__TASK TO COMPLETE__: Extract every entry word for word.

Point-per-instance localization data:

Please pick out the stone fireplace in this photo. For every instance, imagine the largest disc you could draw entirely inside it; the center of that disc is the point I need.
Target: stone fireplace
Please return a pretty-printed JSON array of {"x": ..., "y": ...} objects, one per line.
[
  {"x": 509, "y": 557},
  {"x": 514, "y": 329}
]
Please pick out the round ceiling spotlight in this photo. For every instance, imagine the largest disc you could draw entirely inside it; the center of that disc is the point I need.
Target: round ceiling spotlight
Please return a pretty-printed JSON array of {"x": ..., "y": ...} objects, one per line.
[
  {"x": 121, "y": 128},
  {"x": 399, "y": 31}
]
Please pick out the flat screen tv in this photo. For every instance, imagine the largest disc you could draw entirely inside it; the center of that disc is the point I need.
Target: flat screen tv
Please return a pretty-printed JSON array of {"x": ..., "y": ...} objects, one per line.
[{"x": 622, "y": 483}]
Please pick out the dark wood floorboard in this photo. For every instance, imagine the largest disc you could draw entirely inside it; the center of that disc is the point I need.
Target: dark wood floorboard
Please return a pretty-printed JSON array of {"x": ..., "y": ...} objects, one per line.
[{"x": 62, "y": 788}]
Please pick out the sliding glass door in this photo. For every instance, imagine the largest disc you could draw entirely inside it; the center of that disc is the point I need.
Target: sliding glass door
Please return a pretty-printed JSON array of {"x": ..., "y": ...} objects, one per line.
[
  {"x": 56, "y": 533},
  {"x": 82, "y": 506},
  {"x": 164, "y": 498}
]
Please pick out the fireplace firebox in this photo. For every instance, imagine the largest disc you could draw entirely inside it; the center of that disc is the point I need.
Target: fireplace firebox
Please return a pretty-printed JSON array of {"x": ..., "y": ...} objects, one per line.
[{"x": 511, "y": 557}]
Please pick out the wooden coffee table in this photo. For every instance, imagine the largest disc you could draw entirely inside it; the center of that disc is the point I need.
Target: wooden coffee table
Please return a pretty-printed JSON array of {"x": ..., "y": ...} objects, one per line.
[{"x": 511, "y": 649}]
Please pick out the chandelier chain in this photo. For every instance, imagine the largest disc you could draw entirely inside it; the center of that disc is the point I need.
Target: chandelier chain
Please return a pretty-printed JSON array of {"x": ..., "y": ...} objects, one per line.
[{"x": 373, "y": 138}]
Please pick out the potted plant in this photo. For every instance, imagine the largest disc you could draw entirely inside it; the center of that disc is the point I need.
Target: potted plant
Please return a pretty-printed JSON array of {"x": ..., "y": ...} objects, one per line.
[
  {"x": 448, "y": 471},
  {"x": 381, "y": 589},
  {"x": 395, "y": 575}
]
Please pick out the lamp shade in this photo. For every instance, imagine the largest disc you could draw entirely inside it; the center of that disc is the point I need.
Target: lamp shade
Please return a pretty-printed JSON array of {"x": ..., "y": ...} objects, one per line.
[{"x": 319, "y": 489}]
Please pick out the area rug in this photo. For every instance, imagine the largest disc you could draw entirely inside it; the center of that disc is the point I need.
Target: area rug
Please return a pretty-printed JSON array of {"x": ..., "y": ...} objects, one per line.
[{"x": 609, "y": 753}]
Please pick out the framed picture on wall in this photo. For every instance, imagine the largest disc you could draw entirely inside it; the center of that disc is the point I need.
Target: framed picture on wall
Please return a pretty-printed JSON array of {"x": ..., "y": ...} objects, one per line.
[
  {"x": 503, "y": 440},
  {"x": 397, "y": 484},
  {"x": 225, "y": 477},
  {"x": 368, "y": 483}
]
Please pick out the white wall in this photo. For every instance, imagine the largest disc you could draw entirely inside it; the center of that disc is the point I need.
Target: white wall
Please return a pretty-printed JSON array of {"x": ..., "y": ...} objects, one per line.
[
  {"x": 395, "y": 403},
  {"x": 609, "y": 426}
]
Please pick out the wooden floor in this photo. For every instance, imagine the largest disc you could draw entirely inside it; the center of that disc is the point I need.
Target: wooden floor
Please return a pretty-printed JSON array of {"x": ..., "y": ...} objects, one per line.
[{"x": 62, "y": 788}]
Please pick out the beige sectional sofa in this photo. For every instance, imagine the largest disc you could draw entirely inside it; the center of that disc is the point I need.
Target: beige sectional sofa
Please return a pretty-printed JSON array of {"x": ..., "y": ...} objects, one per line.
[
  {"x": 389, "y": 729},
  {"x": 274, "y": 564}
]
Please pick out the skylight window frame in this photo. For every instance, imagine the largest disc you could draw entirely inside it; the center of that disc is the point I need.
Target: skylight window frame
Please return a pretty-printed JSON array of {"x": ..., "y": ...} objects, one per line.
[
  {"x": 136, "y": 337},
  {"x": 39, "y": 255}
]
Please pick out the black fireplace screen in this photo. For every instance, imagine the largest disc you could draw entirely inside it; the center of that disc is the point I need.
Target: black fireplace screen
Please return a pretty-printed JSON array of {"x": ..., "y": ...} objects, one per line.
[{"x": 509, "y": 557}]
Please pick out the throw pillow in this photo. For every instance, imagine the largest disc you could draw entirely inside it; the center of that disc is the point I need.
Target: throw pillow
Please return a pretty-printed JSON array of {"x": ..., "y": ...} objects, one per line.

__EXERCISE RESPONSE__:
Please pick out the stone fireplace in this photo. For every instance, imagine the largest disc you could draw entirely inside it; the center of that disc is the point I need.
Target: stone fireplace
Please return a pretty-printed JSON array of {"x": ..., "y": ...} objects, one per line.
[
  {"x": 509, "y": 557},
  {"x": 514, "y": 329}
]
Please pick out the round ceiling spotlight in this photo. For every instance, imagine the largest disc you could draw entirely inside it; the center of that disc is the point I need.
Target: round ceiling spotlight
Please return a pretty-printed JSON array of {"x": ..., "y": ...} objects, one per line.
[
  {"x": 121, "y": 128},
  {"x": 399, "y": 31}
]
Please pick out the flat screen tv in this photo. For every instance, imagine the largest disc you could draw entirely inside it; the center of that disc is the point I need.
Target: flat screen tv
Please return a pretty-printed JSON array of {"x": ..., "y": ...} objects, one per line.
[{"x": 622, "y": 483}]
Please pick out the dark wood floorboard in this photo. For every instance, imagine the largest disc you could draw entirely inside it; the center of that disc is the point I need.
Target: dark wood floorboard
Please return a pretty-printed JSON array of {"x": ..., "y": ...} objects, one per line.
[{"x": 62, "y": 788}]
Please pick out the sliding glass door in this photo. For every instance, imagine the largest disc you could draw entirely inside it; the center of that disc is the point I need.
Target: sliding glass door
Please return a pretty-printed JSON array of {"x": ..., "y": ...} objects, one per line.
[
  {"x": 56, "y": 533},
  {"x": 82, "y": 506},
  {"x": 164, "y": 498}
]
Please pick out the fireplace firebox in this photo. For every instance, imagine the largest disc you could draw entirely inside it; the center of that disc is the point I need.
Target: fireplace firebox
Please return a pretty-printed JSON array of {"x": ..., "y": ...} objects, one per line.
[{"x": 511, "y": 557}]
Please pick out the wooden coffee table in this photo. For every instance, imagine the largest disc you could draw entirely inside it; the center of that disc is the point I need.
Target: wooden coffee table
Please return a pretty-printed JSON array of {"x": ..., "y": ...} objects, one per line.
[{"x": 511, "y": 649}]
Please pick out the chandelier chain in this photo. For every instance, imagine the largest disc you could draw entirely inside it; the center of that disc is the point I need.
Target: chandelier chain
Please return a pretty-printed JSON array of {"x": ..., "y": ...} objects, one per line.
[{"x": 373, "y": 138}]
Please pick out the potted plant in this photo. For every instance, imagine the largest disc you could draw entirely inside it; the center of that disc is the point I need.
Target: potted plant
Please return a pretty-printed JSON array of {"x": ..., "y": ...} objects, one per line.
[
  {"x": 448, "y": 471},
  {"x": 381, "y": 589},
  {"x": 395, "y": 575}
]
Please pick out the lamp shade in this photo. For every instance, imagine the largest disc you could draw entirely inside it; the center of that disc is the point I need.
Target: lamp shade
Please return a pretty-printed JSON array of {"x": ..., "y": ...} objects, one per line.
[{"x": 319, "y": 489}]
Please pick out the area rug in this photo. For every instance, imagine the largest disc you could draw entirely inside it; the center of that disc is the point I need.
Target: area rug
Please return a pretty-printed JSON array of {"x": ..., "y": ...} objects, one per line.
[{"x": 609, "y": 753}]
Please pick out the framed picture on wall in this photo. For every instance, imagine the largest disc you could draw entirely inside it; the center of that disc is the point I need.
Target: framed picture on wall
Please return a pretty-printed JSON array of {"x": ..., "y": ...} objects, one per line.
[
  {"x": 503, "y": 440},
  {"x": 397, "y": 484},
  {"x": 225, "y": 477},
  {"x": 368, "y": 483}
]
Please pick out the white wall in this photo. For every instance, imagine the largest disc you could draw entirely inside it; the center of that disc is the point I need.
Target: white wall
Please return a pretty-printed JSON array of {"x": ..., "y": ...} objects, one per line.
[
  {"x": 395, "y": 403},
  {"x": 609, "y": 426}
]
Please pick out the wooden floor in this photo. For every instance, imagine the largest disc you could draw entirely inside it; the center of that disc is the point I need.
Target: wooden floor
Please return a pretty-printed JSON array of {"x": ..., "y": ...} objects, one per line.
[{"x": 62, "y": 788}]
Please pick out the beige sectional sofa in this photo. For every instance, imagine the largest disc you could draw entirely inside it; the center of that disc is the point I need.
Target: beige sectional sofa
Please return a pretty-printed JSON array of {"x": ..., "y": ...} objects, one per line.
[
  {"x": 389, "y": 729},
  {"x": 274, "y": 564}
]
Please pick out the skylight window frame in this photo. For every instance, imagine the largest disc you could draw entirely inside it; the center of that disc is the point I need.
Target: skylight window frame
Please return a pretty-printed JSON array of {"x": ..., "y": ...} objects, one per line.
[
  {"x": 136, "y": 337},
  {"x": 39, "y": 255}
]
Please pick out the black fireplace screen in this photo. For every instance, imagine the largest disc you could draw entirely inside it; the center of that disc is the point I need.
Target: black fireplace screen
Please return a pretty-printed JSON array of {"x": ..., "y": ...} objects, one per line.
[{"x": 509, "y": 557}]
Please pick out the throw pillow in this photo. For every instance, imagine the largest disc you could draw entirely inside it; the center of that disc is the point I need.
Target: throw pillow
Please return a pretty-printed JSON array of {"x": ..., "y": ...} objects, one per line.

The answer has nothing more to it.